WHAT THE TASK REQUIRES:
In the records below, begin at the line that has "Shot-chart audit: point to every instance of the door casing" and stop after the line that has "Shot-chart audit: point to every instance of the window blind"; quote those lines verbatim and nothing more.

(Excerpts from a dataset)
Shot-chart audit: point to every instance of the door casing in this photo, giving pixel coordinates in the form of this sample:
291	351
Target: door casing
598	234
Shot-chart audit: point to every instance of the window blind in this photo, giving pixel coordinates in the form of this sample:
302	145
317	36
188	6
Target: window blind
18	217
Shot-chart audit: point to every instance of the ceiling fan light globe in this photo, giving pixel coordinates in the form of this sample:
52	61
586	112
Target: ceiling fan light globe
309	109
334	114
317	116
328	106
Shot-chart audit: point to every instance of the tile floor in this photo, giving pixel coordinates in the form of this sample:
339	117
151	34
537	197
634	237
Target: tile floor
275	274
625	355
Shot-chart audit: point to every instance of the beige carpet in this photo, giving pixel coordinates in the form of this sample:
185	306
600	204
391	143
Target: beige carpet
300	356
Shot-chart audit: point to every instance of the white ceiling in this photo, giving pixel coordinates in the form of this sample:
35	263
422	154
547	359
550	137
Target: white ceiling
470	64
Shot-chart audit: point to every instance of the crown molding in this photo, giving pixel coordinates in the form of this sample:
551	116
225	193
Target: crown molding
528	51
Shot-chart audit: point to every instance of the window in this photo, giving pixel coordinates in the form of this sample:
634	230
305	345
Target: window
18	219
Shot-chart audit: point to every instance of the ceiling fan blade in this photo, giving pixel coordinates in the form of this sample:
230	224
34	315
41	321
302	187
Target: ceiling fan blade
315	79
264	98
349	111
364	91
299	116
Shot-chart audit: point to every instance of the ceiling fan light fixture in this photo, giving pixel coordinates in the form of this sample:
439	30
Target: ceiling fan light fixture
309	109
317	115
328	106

* * *

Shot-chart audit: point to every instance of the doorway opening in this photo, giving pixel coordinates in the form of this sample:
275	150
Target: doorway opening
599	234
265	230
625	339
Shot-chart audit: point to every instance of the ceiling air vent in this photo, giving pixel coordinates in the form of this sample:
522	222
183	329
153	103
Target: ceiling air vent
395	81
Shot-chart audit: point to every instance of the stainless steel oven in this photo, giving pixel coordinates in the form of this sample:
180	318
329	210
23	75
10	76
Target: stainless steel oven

* * *

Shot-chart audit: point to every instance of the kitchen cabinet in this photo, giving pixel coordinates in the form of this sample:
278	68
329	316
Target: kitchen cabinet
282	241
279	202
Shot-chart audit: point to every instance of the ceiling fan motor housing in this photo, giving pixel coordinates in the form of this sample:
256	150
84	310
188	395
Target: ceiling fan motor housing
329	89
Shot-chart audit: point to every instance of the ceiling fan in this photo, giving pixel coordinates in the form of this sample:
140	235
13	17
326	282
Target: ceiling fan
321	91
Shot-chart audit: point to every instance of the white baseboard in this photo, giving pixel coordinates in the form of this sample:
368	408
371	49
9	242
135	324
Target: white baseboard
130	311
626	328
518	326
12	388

EXERCISE SOLUTION:
Shot-chart audit: point to every instance of the door casing in this photo, giving pixel coordinates in the form of this sample:
291	351
Target: door casing
598	234
Shot-chart audit: point to every instance of the window blind in this photo, giving pixel coordinates in the form of this sample:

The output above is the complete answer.